Provided passage =>
>> Start

In the midst of police brutality and protests, filmmaker Darryl Muhammad, or D. Roe, released a short film, Skindeep, exploring a reality where roles are reversed. 

According to the video’s YouTube caption, “’Skindeep’ navigates modern day America – addressing racial tensions, marginalization and self-identity of who we are as a people. These topics are confronted with an unusual scope, which uses its cinematic lens to tell the story of so many individuals who face these topics daily. In a manner that can make those individuals who may not relate, feel the same pain and frustration. 

“The goal of this film is to take the different figurative societal tables and push them together, so that we can lay out the discussions that need to be had. Are we truly seen as equal? Would you understand the cry for liberation if you sat in the chairs of the oppressed and marginalized? Let this short film dig deep and pull out the true color of the skin of humanity.”

The film was awarded top short film of 2020 by the L.A. Film Awards.

The opening of Skindeep leaves a haunting feeling, as right off the bat we learn that in this fictional world, White people were enslaved instead of Black people.

Skindeep forces those who watch to confront the horrible reality of racism and White Supremacy. It boldly explores the question, if White and Black were reversed, would we be on the side of oppression or supremacy? In the film, everything that was and is done to Black people in our current world is instead done to White people. Just as we wear White people’s names, given to us during slavery, the White people in the film wear Black names, given to them by their Black slavemasters.

The short film had its moments of humor. The phrase “once you go White, life goes right,” caused me to chuckle, as it mirrors the phrase “once you go Black, you never go back.” In other words, according to Urban Dictionary, once a White woman sleeps with a Black man, she can never go back to dating men of other races. The phrase has a historical context in that White women would want to “try out” Black men as an experiment rather than out of love.

>> End

Extracted material =>
>> Start

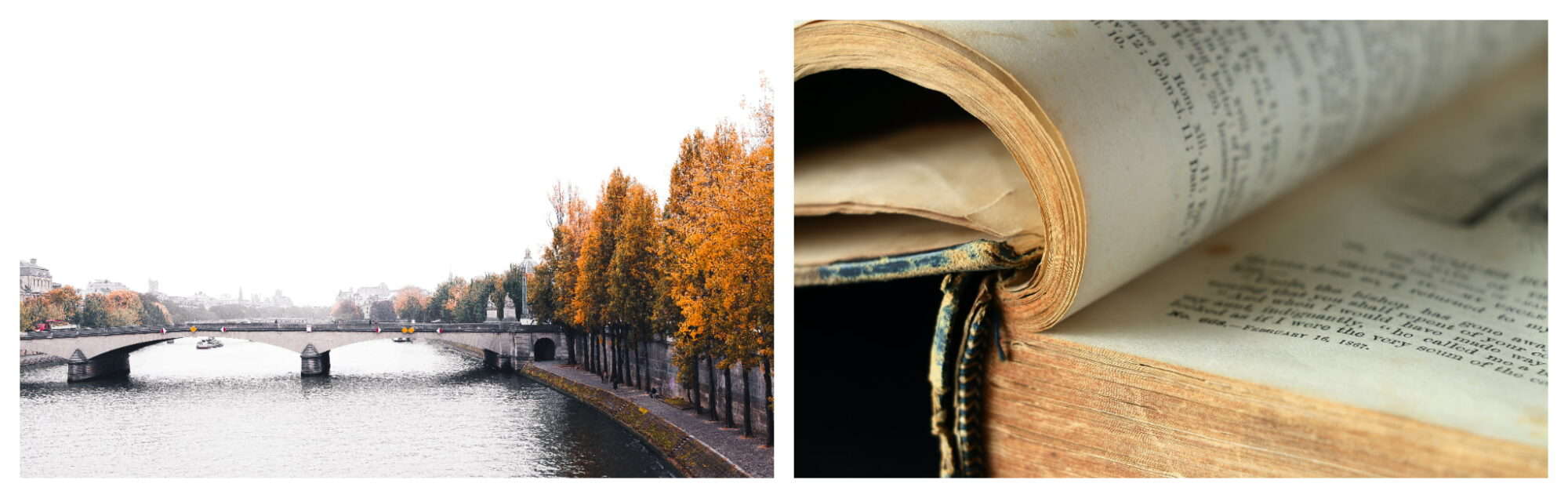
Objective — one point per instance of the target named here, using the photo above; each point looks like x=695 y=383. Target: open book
x=1214 y=248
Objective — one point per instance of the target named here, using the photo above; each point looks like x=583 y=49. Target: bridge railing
x=354 y=326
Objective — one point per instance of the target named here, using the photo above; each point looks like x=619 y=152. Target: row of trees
x=697 y=273
x=115 y=309
x=459 y=300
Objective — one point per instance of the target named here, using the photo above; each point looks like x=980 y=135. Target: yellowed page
x=953 y=173
x=1356 y=289
x=1178 y=129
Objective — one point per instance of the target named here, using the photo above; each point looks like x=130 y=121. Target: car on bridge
x=54 y=325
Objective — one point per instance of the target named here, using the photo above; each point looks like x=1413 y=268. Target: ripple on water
x=388 y=409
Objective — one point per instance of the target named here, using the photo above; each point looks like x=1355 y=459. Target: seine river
x=388 y=409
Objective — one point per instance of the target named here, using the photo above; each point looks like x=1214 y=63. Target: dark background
x=862 y=359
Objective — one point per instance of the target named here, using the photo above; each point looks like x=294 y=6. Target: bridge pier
x=111 y=364
x=316 y=364
x=499 y=361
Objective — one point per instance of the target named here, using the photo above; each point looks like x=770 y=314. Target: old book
x=1211 y=248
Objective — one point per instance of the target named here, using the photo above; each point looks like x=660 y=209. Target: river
x=388 y=409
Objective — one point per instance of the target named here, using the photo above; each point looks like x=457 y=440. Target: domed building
x=37 y=279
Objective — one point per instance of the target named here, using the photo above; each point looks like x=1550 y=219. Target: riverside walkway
x=749 y=455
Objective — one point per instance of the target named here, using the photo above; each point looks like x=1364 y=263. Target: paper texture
x=1348 y=290
x=1178 y=129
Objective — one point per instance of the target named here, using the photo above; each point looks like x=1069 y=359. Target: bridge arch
x=106 y=351
x=545 y=350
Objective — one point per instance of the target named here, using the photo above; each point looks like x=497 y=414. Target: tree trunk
x=730 y=402
x=746 y=400
x=768 y=383
x=637 y=365
x=572 y=348
x=713 y=391
x=694 y=386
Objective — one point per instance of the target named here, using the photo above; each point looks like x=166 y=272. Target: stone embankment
x=699 y=449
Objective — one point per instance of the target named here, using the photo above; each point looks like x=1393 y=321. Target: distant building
x=35 y=279
x=510 y=314
x=281 y=301
x=366 y=296
x=104 y=287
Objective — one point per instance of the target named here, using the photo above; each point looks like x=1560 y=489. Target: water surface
x=388 y=409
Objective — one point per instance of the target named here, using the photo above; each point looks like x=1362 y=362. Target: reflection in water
x=388 y=409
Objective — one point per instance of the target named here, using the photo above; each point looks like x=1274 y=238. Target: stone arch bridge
x=104 y=353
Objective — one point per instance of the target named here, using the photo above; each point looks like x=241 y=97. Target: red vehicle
x=56 y=325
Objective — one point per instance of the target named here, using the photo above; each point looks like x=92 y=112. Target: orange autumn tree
x=554 y=279
x=122 y=309
x=634 y=278
x=593 y=271
x=410 y=303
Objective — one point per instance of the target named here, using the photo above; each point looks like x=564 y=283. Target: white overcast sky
x=319 y=147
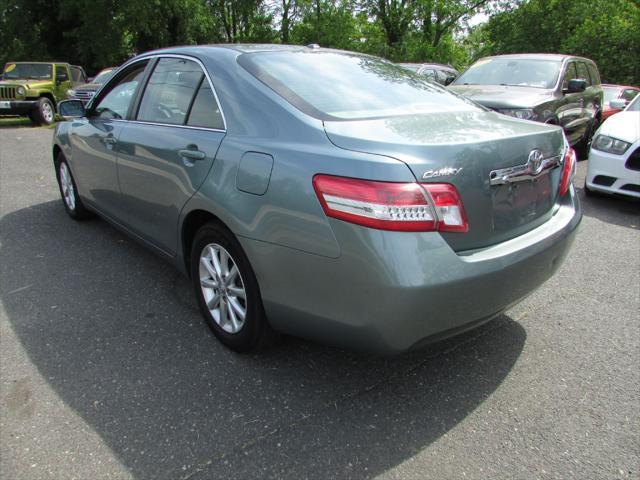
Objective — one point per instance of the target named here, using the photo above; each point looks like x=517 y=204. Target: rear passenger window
x=569 y=74
x=595 y=76
x=583 y=73
x=169 y=92
x=205 y=111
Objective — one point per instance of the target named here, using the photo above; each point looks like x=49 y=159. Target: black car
x=557 y=89
x=435 y=72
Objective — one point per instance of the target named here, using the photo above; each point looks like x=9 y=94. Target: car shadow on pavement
x=117 y=335
x=616 y=210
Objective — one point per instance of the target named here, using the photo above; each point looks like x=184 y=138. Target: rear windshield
x=343 y=86
x=511 y=71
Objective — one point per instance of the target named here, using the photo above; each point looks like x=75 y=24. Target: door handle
x=109 y=141
x=192 y=154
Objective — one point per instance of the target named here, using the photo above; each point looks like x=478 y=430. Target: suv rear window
x=342 y=86
x=512 y=71
x=593 y=73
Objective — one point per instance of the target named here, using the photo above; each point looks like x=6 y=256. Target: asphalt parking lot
x=108 y=372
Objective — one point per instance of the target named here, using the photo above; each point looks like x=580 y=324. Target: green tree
x=607 y=31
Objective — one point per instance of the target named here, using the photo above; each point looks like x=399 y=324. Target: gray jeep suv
x=557 y=89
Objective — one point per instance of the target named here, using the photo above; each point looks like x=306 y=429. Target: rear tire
x=227 y=290
x=45 y=112
x=69 y=191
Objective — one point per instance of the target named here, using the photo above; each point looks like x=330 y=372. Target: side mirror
x=618 y=103
x=576 y=85
x=71 y=109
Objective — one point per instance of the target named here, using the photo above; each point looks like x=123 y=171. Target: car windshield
x=513 y=72
x=332 y=85
x=26 y=71
x=610 y=93
x=410 y=66
x=634 y=106
x=102 y=77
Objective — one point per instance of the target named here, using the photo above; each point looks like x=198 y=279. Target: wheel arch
x=190 y=226
x=57 y=150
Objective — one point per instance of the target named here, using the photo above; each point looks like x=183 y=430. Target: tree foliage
x=607 y=31
x=99 y=33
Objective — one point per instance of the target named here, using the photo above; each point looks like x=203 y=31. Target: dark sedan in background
x=625 y=93
x=556 y=89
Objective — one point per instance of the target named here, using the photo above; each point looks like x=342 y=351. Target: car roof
x=240 y=48
x=611 y=85
x=559 y=57
x=436 y=65
x=45 y=63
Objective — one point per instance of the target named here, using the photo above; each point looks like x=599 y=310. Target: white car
x=614 y=158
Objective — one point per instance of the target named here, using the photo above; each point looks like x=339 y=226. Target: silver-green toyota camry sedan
x=321 y=193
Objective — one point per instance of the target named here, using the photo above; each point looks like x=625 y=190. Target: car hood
x=503 y=96
x=623 y=126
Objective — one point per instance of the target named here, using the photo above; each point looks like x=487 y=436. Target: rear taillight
x=568 y=170
x=392 y=206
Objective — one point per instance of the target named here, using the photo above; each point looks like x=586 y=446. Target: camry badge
x=441 y=172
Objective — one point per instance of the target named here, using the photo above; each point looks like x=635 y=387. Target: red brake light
x=568 y=170
x=390 y=205
x=451 y=214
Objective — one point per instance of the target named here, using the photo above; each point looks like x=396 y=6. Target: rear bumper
x=391 y=291
x=610 y=165
x=17 y=107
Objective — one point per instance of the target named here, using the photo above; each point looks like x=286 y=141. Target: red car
x=615 y=92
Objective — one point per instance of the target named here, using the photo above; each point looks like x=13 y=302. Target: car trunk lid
x=464 y=148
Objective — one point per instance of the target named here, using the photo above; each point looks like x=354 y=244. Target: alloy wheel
x=222 y=288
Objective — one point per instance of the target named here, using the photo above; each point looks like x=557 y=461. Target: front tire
x=69 y=191
x=227 y=290
x=45 y=112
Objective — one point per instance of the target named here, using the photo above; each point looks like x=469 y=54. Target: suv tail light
x=392 y=206
x=568 y=170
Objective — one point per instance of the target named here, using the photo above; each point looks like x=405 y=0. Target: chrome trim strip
x=174 y=125
x=526 y=171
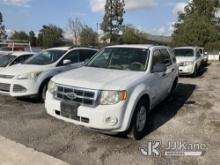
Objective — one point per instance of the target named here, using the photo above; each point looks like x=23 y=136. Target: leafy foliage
x=88 y=37
x=20 y=35
x=32 y=38
x=75 y=28
x=2 y=28
x=131 y=35
x=113 y=18
x=198 y=26
x=50 y=36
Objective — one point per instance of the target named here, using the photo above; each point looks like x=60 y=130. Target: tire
x=195 y=73
x=139 y=120
x=42 y=93
x=173 y=88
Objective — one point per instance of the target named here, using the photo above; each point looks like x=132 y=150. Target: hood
x=184 y=59
x=98 y=78
x=22 y=69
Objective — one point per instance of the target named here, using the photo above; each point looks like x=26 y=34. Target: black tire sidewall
x=43 y=92
x=134 y=131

>> End

What the exercise asks =>
Please rewrite the Skindeep article between "In the midst" and "pain and frustration.", inclusive, substituting "movie" for "short film".

Exercise answer =>
In the midst of police brutality and protests, filmmaker Darryl Muhammad, or D. Roe, released a movie, Skindeep, exploring a reality where roles are reversed. 

According to the video’s YouTube caption, “’Skindeep’ navigates modern day America – addressing racial tensions, marginalization and self-identity of who we are as a people. These topics are confronted with an unusual scope, which uses its cinematic lens to tell the story of so many individuals who face these topics daily. In a manner that can make those individuals who may not relate, feel the same pain and frustration.